Rich and spicy: Felicity Cloake’s perfect keema. Photograph: Dan Matthews/The Guardian. Food styling: Loïc Parisot.
Rich and spicy: Felicity Cloake’s perfect keema. Photograph: Dan Matthews/The Guardian. Food styling: Loïc Parisot.

How to make the perfect keema – recipe

Every culture has its favourite mince dishes, and the Indian subcontinent’s version is rich in flavour, velvety in texture and aromatically spiced

The humble status of mince, so often the final resting place for old meat scraps or less glamorous cuts, is summed up perfectly by one of my favourite Scottish expressions, “thick as mince”, yet because it’s both quick and economical to put on the table, workaday mince plays a central role in some of the world’s best-loved home cooking. Think Scottish stovies, or Danish frikadeller, or Thai pad krapow – or, our subject today, the keema enjoyed in various forms throughout the Indian subcontinent. Baked into naan, folded into scrambled eggs or spilling out of a soft white pav, or bun, keema is prepared in a myriad ways, but for some reason it’s hard to find in restaurants near where I live in north London. Happily, it’s a great pleasure to make at home.

▸ **PROBLEMS TO SOLVE**
• a. Answer these questions about the keema article:
(i) Who is credited with the photograph?
(ii) Which Scottish expression does the writer call one of their favorites?
(iii) In what part of London does the writer live?
• b. Update the keema article from the words "The humble status" through "make at home.", swapping "Danish frikadeller" for "Italian polpette".
The records are material separate from the keema article.

▸ **STORED DATA**
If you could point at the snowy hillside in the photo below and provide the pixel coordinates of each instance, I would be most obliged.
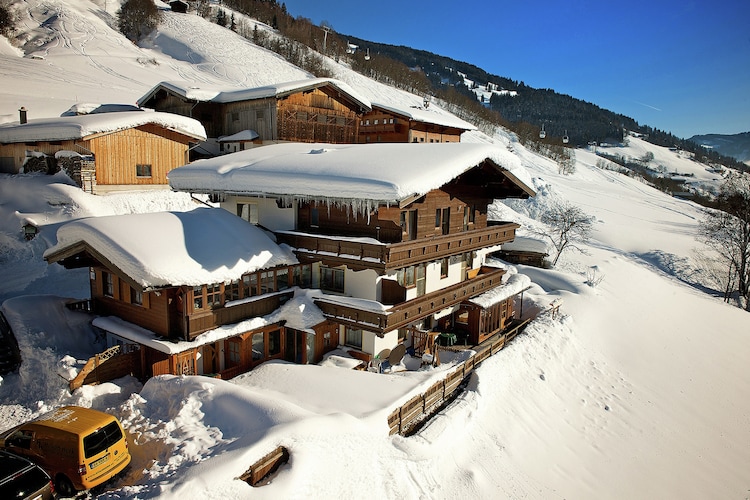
(640, 388)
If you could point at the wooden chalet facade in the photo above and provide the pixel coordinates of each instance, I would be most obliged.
(415, 125)
(224, 327)
(103, 152)
(392, 267)
(315, 110)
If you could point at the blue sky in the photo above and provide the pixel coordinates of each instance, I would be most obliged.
(682, 67)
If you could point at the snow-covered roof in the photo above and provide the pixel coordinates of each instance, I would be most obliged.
(194, 92)
(526, 244)
(369, 172)
(299, 312)
(205, 245)
(82, 126)
(514, 285)
(425, 115)
(90, 108)
(242, 135)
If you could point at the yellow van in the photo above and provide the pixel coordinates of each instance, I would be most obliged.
(78, 447)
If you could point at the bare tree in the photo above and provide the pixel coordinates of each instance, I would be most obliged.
(568, 226)
(137, 18)
(727, 232)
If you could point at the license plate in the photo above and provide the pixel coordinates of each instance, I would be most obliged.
(100, 461)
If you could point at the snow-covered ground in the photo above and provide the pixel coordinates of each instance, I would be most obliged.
(640, 388)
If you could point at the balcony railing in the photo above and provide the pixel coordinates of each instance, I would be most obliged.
(381, 256)
(412, 310)
(412, 252)
(212, 318)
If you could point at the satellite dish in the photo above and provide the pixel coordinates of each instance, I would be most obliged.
(397, 354)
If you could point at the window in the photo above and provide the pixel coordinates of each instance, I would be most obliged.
(444, 267)
(198, 297)
(408, 221)
(267, 282)
(282, 279)
(109, 284)
(213, 295)
(410, 276)
(402, 334)
(250, 285)
(332, 279)
(353, 337)
(233, 349)
(259, 346)
(446, 228)
(274, 343)
(232, 291)
(143, 170)
(136, 297)
(248, 212)
(303, 276)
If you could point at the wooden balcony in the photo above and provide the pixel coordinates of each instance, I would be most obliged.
(385, 257)
(412, 310)
(412, 252)
(212, 318)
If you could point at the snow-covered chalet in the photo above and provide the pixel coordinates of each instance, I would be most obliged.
(102, 151)
(394, 235)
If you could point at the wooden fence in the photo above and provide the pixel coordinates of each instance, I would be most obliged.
(421, 407)
(266, 466)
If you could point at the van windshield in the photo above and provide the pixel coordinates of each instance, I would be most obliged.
(102, 439)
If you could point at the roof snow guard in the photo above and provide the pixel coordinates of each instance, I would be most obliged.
(348, 173)
(195, 93)
(83, 126)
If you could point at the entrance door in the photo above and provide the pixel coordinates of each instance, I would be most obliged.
(210, 359)
(421, 279)
(412, 224)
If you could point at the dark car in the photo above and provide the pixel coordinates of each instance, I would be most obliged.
(22, 479)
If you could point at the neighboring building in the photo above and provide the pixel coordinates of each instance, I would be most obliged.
(395, 234)
(180, 6)
(199, 292)
(313, 110)
(527, 251)
(388, 123)
(102, 151)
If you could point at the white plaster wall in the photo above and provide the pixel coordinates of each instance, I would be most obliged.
(361, 284)
(269, 214)
(372, 344)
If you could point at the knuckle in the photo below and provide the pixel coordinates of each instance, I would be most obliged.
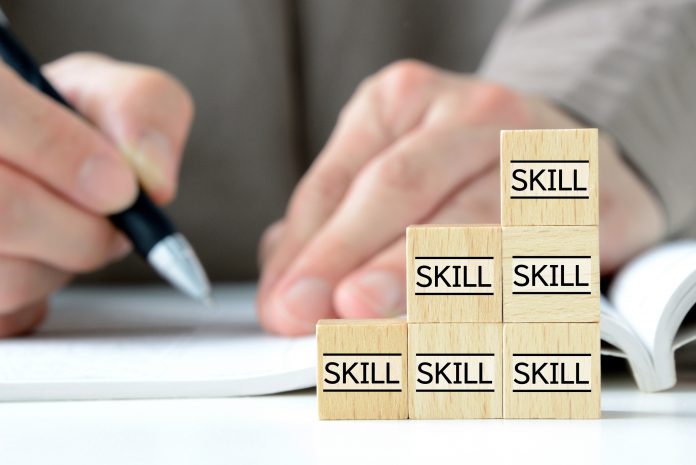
(94, 250)
(159, 84)
(493, 100)
(324, 186)
(477, 208)
(12, 207)
(404, 77)
(400, 173)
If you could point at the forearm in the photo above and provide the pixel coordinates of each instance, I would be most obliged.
(625, 66)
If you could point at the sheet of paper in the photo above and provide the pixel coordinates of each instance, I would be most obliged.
(120, 342)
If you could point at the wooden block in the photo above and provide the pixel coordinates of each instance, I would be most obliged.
(549, 177)
(455, 370)
(361, 369)
(453, 274)
(551, 370)
(551, 274)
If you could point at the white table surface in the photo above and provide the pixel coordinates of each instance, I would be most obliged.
(636, 428)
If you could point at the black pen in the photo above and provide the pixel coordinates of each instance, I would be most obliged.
(152, 234)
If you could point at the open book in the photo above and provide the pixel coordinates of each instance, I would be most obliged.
(646, 315)
(121, 342)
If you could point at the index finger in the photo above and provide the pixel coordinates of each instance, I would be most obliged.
(383, 108)
(51, 144)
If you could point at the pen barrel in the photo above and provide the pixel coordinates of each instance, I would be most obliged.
(144, 224)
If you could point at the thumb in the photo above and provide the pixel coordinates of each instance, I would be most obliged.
(145, 112)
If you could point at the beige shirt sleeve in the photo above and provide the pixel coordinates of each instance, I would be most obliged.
(626, 66)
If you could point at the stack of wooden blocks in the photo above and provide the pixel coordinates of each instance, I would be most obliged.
(503, 320)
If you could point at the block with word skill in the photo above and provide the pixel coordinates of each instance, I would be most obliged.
(453, 274)
(551, 274)
(361, 369)
(455, 370)
(549, 177)
(551, 370)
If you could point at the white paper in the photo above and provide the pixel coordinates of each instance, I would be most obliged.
(116, 342)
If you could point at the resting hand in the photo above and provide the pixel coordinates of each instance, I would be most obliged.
(414, 145)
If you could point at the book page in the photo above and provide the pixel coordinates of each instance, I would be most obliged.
(152, 342)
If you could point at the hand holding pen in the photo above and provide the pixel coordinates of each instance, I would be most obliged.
(62, 175)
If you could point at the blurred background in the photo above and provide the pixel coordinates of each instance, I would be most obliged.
(268, 78)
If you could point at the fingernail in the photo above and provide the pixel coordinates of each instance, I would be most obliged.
(120, 247)
(308, 300)
(107, 183)
(381, 292)
(152, 159)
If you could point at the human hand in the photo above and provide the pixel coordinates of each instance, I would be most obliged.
(414, 145)
(60, 175)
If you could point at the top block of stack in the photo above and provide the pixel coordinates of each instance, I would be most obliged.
(549, 177)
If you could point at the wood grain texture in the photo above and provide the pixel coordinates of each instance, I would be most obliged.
(574, 152)
(455, 370)
(568, 386)
(561, 249)
(376, 387)
(471, 288)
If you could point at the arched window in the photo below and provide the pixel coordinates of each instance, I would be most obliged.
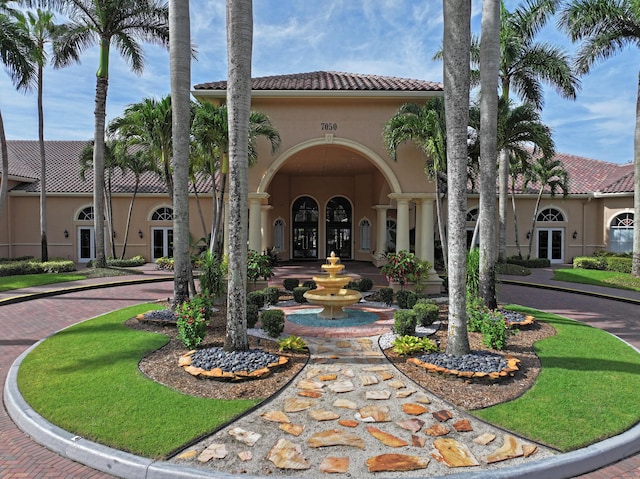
(550, 214)
(86, 214)
(621, 233)
(365, 235)
(162, 214)
(278, 234)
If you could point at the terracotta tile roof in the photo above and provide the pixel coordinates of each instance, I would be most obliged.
(331, 81)
(63, 170)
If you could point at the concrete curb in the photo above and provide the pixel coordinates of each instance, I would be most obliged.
(130, 466)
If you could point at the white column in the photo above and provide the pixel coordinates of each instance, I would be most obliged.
(264, 227)
(402, 221)
(419, 232)
(255, 218)
(381, 231)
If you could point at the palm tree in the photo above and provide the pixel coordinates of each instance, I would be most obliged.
(16, 49)
(546, 172)
(239, 49)
(123, 23)
(525, 65)
(489, 67)
(211, 138)
(147, 125)
(425, 126)
(180, 67)
(605, 27)
(457, 37)
(42, 30)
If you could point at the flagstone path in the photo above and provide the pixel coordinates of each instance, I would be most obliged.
(350, 411)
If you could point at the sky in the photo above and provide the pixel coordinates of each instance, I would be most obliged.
(377, 37)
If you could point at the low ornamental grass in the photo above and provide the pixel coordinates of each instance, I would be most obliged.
(587, 389)
(86, 380)
(609, 279)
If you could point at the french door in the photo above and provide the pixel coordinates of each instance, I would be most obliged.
(162, 242)
(551, 244)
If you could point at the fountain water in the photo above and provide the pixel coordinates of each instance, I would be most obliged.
(332, 295)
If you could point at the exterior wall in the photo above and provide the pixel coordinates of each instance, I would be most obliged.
(62, 214)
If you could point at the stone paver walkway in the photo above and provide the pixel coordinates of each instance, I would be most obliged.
(348, 408)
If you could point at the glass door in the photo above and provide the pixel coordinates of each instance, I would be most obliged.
(86, 244)
(162, 243)
(305, 228)
(551, 244)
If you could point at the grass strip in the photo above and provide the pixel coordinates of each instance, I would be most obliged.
(8, 283)
(587, 389)
(609, 279)
(85, 379)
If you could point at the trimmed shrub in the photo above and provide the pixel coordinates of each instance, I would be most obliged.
(271, 295)
(298, 294)
(426, 312)
(530, 263)
(406, 299)
(252, 315)
(311, 284)
(365, 284)
(589, 262)
(289, 284)
(126, 263)
(619, 265)
(404, 322)
(386, 295)
(273, 322)
(257, 298)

▸ **THE RESPONSES**
• a.
(i) Dan Matthews/The Guardian
(ii) "thick as mince"
(iii) North London

• b.
The humble status of mince, so often the final resting place for old meat scraps or less glamorous cuts, is summed up perfectly by one of my favourite Scottish expressions, “thick as mince”, yet because it’s both quick and economical to put on the table, workaday mince plays a central role in some of the world’s best-loved home cooking. Think Scottish stovies, or Italian polpette, or Thai pad krapow – or, our subject today, the keema enjoyed in various forms throughout the Indian subcontinent. Baked into naan, folded into scrambled eggs or spilling out of a soft white pav, or bun, keema is prepared in a myriad ways, but for some reason it’s hard to find in restaurants near where I live in north London. Happily, it’s a great pleasure to make at home.